§ Data shown
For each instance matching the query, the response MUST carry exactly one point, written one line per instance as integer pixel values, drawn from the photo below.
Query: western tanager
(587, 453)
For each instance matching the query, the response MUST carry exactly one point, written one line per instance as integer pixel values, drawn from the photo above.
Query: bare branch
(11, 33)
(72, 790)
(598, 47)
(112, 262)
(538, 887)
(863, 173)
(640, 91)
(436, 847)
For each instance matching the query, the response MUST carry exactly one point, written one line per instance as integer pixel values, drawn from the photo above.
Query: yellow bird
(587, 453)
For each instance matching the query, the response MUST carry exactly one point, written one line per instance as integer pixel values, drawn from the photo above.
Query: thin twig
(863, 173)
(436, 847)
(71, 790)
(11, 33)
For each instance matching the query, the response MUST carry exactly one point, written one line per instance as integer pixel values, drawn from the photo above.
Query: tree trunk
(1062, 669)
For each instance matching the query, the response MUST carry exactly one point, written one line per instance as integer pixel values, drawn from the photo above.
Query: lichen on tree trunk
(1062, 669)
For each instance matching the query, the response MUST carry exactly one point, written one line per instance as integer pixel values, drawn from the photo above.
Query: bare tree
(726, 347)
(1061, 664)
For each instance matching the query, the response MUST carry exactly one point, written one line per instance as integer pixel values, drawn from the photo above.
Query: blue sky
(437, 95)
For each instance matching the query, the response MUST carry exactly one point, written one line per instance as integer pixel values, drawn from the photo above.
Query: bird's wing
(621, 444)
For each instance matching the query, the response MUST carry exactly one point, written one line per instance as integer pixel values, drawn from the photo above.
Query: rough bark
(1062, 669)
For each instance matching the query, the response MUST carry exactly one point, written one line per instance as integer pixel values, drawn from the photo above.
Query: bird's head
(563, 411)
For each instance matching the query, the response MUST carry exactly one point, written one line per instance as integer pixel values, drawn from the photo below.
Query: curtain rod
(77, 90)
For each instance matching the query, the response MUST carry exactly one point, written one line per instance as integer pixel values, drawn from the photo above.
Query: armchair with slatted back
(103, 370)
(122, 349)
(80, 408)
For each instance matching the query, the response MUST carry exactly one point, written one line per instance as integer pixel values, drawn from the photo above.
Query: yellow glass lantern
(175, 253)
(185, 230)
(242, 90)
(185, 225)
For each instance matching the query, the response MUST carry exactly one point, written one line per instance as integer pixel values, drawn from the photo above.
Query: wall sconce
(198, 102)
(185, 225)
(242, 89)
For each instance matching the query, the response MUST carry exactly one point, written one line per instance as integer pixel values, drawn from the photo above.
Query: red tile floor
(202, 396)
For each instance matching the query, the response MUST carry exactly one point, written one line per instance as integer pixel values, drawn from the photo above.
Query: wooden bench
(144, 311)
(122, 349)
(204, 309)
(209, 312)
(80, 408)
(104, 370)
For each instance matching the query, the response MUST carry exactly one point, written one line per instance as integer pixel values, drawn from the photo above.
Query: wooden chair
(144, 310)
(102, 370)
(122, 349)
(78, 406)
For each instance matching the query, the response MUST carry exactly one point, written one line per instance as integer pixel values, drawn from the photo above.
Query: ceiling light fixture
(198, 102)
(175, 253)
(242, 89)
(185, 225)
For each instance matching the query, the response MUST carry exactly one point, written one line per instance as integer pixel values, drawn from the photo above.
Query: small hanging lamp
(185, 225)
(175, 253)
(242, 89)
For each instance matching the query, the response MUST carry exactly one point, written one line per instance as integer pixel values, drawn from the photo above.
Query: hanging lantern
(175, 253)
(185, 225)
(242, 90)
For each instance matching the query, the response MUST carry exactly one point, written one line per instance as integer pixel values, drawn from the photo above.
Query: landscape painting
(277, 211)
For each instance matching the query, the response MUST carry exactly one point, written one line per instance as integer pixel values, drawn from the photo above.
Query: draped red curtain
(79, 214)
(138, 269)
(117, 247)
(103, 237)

§ Problem to solve
Exactly reproduce the material above.

§ Result for this task
For each instance matching the query, the response MUST carry exactly one point, written one line per instance as integer pixel values, drawn from the photo below.
Query: western tanager
(587, 453)
For each instance matching the query, the response MUST carry exactly one point, written one line per instance as integer pixel values, drawn from the photo above.
Query: bare branch
(11, 33)
(72, 790)
(598, 47)
(112, 262)
(538, 887)
(863, 173)
(640, 91)
(436, 847)
For each instance matching the query, the response MUST carry exactly one point, written one line per instance as integer pixel values, drawn from the photo above.
Query: yellow bird
(587, 453)
For each instance matching the query, the response MUST carry exactly one point, written one line per instance as integer pixel values, drawn from the photo above.
Query: thin twig
(863, 173)
(436, 847)
(71, 790)
(11, 33)
For each instance matching the query, the response MUST carry exactly one point, written one line per instance as integer pixel values, drawn from the photo above.
Query: tree trunk
(1062, 669)
For each instance matching the query, the response MUST carry exactly one point, written one line per instance as integer pixel values, drawn from the photo above.
Query: lichen on tree trunk
(1062, 669)
For each instance matching the query, the response MUST carry exactly one point, written one line per instance as integer pixel values, drawn from the photo above.
Query: bare tree
(726, 347)
(1061, 664)
For each instance matching the query, the response MUST carry exactly one point, written one line per instance as integer pixel values, drawn from the photo above.
Query: blue sky
(437, 95)
For each instance matching the query, the response MUST carry exactly one point, written one line per instance as integer pixel values, drawn from the photo above.
Query: bird's wing
(621, 444)
For each instance matching the query, the response MUST carry exactly one point, written one line per instance as integer pixel values, drawn from the photo above.
Query: rough bark
(1062, 669)
For each instance matching the query, the response MUST carry exactly one point, written one line per instance as integer pixel values, drawn from the photo above.
Query: bird's head
(563, 411)
For each instance matching the query, the response MUST carry exactly one point, written one line per instance as integer pixel values, drawn from the photo below.
Query: curtain rod
(77, 90)
For each instance matching the query, the response MUST carry exactly one point, written one line per instance as integer pixel values, drawn from the photo above.
Query: armchair with slatted back
(103, 370)
(122, 349)
(80, 408)
For each instance matching the query, the response MUST carry exactly one point, written one line per instance as integer pixel values, drawn from the photo above.
Query: yellow glass lantern
(175, 253)
(185, 230)
(242, 90)
(185, 225)
For each instance matching the query, the response MUST carry exactly one point, written one line per instance as integer pixel values, drawn from the photo above.
Query: wall sconce
(198, 102)
(185, 225)
(242, 89)
For each instance matching the query, the response MUST carry exactly one point, written one line per instance as integer pixel values, drawn from the photo above.
Query: red tile floor
(202, 396)
For each instance matching the query, the response MUST carry exactly one point, written one line per instance as integer pixel values, drawn from the photo above.
Query: wooden bench
(144, 311)
(122, 349)
(204, 309)
(209, 312)
(80, 408)
(104, 370)
For each instance matching the query, the response MUST carry exactly one point, written one line per instance as integer pixel values, drawn from the photo above.
Query: wooden chair
(144, 310)
(102, 370)
(122, 349)
(78, 406)
For each instance matching the query, the response MUST carry exactly one point, written one line per instance as integer pixel values, drawn from the photo above.
Query: ceiling light fixture
(198, 102)
(175, 253)
(242, 89)
(185, 225)
For each instance matching the query, the response MUST carry exactly one point, written one line per instance as integer pixel values, drawn from the photo above.
Query: small hanging lamp
(185, 225)
(175, 253)
(242, 89)
For each instance matching the query, the response MUST carry exactly one point, written one line per instance as integer pixel values, drawn from the photo above.
Query: hanging lantern
(175, 253)
(185, 225)
(242, 90)
For each instance matching the query, the response MUST carry exactly one point, written one line per instance as integer pixel values, drawn from the photo above.
Query: landscape painting
(277, 211)
For each instance matching the query, the response MUST carry exactly one point, written one line per instance as integer pixel values, drawn from the photo above.
Query: draped red curtain
(79, 214)
(138, 269)
(117, 247)
(103, 237)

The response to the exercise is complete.